About this task
Every entry below must be copied exactly, with nothing left out.

Data to examine

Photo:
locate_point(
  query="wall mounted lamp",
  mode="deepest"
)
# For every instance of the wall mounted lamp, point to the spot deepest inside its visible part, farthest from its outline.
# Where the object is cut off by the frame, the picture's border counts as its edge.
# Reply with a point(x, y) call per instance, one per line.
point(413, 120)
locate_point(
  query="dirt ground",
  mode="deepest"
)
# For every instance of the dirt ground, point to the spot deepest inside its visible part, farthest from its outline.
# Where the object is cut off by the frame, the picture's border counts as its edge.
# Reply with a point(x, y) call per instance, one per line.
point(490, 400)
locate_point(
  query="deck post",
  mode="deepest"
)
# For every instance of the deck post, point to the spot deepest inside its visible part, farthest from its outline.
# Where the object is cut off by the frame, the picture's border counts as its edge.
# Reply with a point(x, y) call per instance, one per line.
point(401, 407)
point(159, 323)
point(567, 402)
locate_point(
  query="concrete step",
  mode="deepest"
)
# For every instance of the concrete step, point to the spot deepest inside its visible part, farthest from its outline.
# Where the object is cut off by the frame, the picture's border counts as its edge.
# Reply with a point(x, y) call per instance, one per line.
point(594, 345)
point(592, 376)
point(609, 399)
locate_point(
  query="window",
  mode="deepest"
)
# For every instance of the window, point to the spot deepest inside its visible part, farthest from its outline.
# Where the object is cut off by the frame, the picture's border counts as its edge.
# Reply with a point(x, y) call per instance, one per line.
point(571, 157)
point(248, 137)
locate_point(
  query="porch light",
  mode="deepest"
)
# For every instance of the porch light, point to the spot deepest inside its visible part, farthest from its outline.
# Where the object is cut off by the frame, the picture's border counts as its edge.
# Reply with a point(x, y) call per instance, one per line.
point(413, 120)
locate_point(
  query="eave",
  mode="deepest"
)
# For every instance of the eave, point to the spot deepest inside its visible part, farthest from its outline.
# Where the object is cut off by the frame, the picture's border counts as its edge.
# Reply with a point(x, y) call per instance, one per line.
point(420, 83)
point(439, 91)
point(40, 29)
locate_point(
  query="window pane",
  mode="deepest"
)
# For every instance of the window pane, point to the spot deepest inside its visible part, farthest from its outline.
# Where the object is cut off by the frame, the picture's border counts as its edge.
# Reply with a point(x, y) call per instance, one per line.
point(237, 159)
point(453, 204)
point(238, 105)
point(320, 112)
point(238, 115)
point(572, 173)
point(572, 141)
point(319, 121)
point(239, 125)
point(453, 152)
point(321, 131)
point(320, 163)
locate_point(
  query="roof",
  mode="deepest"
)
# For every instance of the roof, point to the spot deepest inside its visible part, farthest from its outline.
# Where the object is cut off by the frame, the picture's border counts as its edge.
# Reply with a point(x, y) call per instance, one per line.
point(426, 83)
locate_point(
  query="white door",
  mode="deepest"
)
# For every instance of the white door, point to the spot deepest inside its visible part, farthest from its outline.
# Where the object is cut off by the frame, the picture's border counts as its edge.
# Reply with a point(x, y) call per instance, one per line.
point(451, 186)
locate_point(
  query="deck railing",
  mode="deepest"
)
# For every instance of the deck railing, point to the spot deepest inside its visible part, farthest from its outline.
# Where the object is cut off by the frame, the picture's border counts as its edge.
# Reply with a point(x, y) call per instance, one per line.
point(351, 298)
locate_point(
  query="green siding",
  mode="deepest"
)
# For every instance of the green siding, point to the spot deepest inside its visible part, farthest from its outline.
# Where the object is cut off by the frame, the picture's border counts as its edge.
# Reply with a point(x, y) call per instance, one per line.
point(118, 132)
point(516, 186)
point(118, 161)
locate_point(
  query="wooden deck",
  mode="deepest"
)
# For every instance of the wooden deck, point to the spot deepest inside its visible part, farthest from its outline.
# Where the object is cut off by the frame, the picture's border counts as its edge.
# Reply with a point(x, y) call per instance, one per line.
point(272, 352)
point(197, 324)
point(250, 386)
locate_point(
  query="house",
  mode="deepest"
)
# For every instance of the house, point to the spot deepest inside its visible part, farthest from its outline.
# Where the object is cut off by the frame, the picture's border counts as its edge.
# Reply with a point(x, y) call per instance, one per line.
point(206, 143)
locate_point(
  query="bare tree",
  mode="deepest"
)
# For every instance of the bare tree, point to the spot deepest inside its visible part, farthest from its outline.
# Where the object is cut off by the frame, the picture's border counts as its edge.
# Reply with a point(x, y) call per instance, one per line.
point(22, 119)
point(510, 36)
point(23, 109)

Your solution
Photo:
locate_point(
  query="wall mounted lamp",
  mode="deepest"
)
# For every instance of the wall mounted lamp, point to the spot deepest inside its visible part, farthest from its outline.
# Where the object is cut off by the frame, the picture's border counts as its edge.
# Reply with a point(x, y) call per instance, one per line.
point(413, 120)
locate_point(
  query="dirt ground",
  mode="deepest"
)
# For every instance of the dirt ground, point to the spot deepest inside its visible part, farthest from its outline.
# Where the object is cut off by the frame, the picture's border counts as its edge.
# Reply with a point(x, y) call per instance, one per line.
point(490, 400)
locate_point(
  query="deck post",
  mode="deepest"
)
# For every instance of the deck post, point to the spot deepest inside its visible part, farthest from its outline.
# Where the object is cut off by the frame, the picture's border counts as its edge.
# Reply with a point(x, y) call per instance, one per line.
point(401, 407)
point(159, 323)
point(567, 402)
locate_point(
  query="concrete step",
  mode="deepest"
)
# For every instance of the concrete step, point to the spot deepest inside its visible part, farthest from its outline.
# Where the object is cut off by the frame, the picture's border counts as its edge.
# Reply with a point(x, y) call per instance, one per line.
point(594, 345)
point(592, 376)
point(609, 399)
locate_point(
  query="window",
  mode="deepest"
)
# For every instance of the window, point to the spot deepest inside its visible part, farthest from its outline.
# Where the object is cut off by the frame, the picture's border counts as its edge.
# Reply with a point(x, y) call per instance, one per line.
point(571, 157)
point(248, 137)
locate_point(
  query="porch light",
  mode="deepest"
)
# For every instance of the porch light, point to the spot deepest inside its visible part, farthest from its outline.
# Where the object is cut off by the frame, the picture's border counts as its edge.
# Reply with a point(x, y) call per instance, one per line.
point(413, 120)
locate_point(
  query="eave",
  mode="deepest"
)
# For every instance of the eave, point to the spot deepest inside its visible part, farthest from its outline.
# Where the object is cut off by the frame, the picture's border counts as its edge.
# Reply with a point(x, y) call per instance, one per line.
point(420, 83)
point(439, 91)
point(40, 29)
locate_point(
  query="window pane",
  mode="deepest"
)
# For every instance of the window pane, point to the spot deepest inside its visible part, farthest from its outline.
# Where the object is cut off by the frame, the picture's border counts as its edge.
# Reply with a point(x, y) call per instance, one per line.
point(237, 159)
point(453, 204)
point(238, 105)
point(320, 112)
point(238, 115)
point(572, 173)
point(572, 141)
point(319, 121)
point(239, 125)
point(453, 152)
point(321, 131)
point(320, 163)
locate_point(
  query="roof",
  mode="deepest"
)
# For every instance of the roof, point to the spot deepest inside its visible part, farthest from its outline.
# Where the object is cut off by the frame, the picture's border counts as its edge.
# Reply with a point(x, y) call per instance, one per line.
point(426, 83)
locate_point(
  query="white door",
  mode="deepest"
)
# For every instance of the white door, point to the spot deepest inside its visible part, farthest from its outline.
# Where the object is cut off by the frame, the picture's border counts as its edge.
# Reply with a point(x, y) call per instance, one per line.
point(451, 186)
locate_point(
  query="deck railing",
  mode="deepest"
)
# For every instance of the deck railing, point to the spot deepest inside its visible part, farthest from its outline.
# Where the object is cut off by the frame, the picture's border counts as its edge.
# Reply with a point(x, y) call per instance, one per line.
point(351, 298)
locate_point(
  query="green siding",
  mode="deepest"
)
# For every instance of the green siding, point to the spot deepest inside its visible part, farthest from its outline.
# Where the object is cut off by the frame, the picture's border counts as its edge.
# Reply with a point(x, y) call per instance, one per line.
point(118, 132)
point(516, 186)
point(118, 161)
locate_point(
  query="wooden deck",
  mode="deepest"
)
# For every instance of the wooden deck, point to the spot deepest inside its visible part, farthest from its outline.
# Where the object is cut off by the frame, the picture's border counts as its edge.
# Reply with a point(x, y) call per instance, one per line.
point(272, 352)
point(197, 324)
point(250, 386)
locate_point(
  query="house",
  mode="deepest"
)
# For every instance of the house, point to the spot deepest inside its visible part, farthest from its outline.
# Where the object is cut off by the frame, the picture's border counts as its edge.
# Reply with a point(x, y) call per instance, one per line.
point(206, 143)
locate_point(
  query="bare tree",
  mode="deepest"
)
# For every instance of the bare tree, point to the spot deepest inside its visible part, farthest from its outline.
# Where the object is cut off by the frame, the picture's border counts as its edge.
# Reply with a point(x, y) call per instance, one per line.
point(22, 119)
point(510, 36)
point(23, 109)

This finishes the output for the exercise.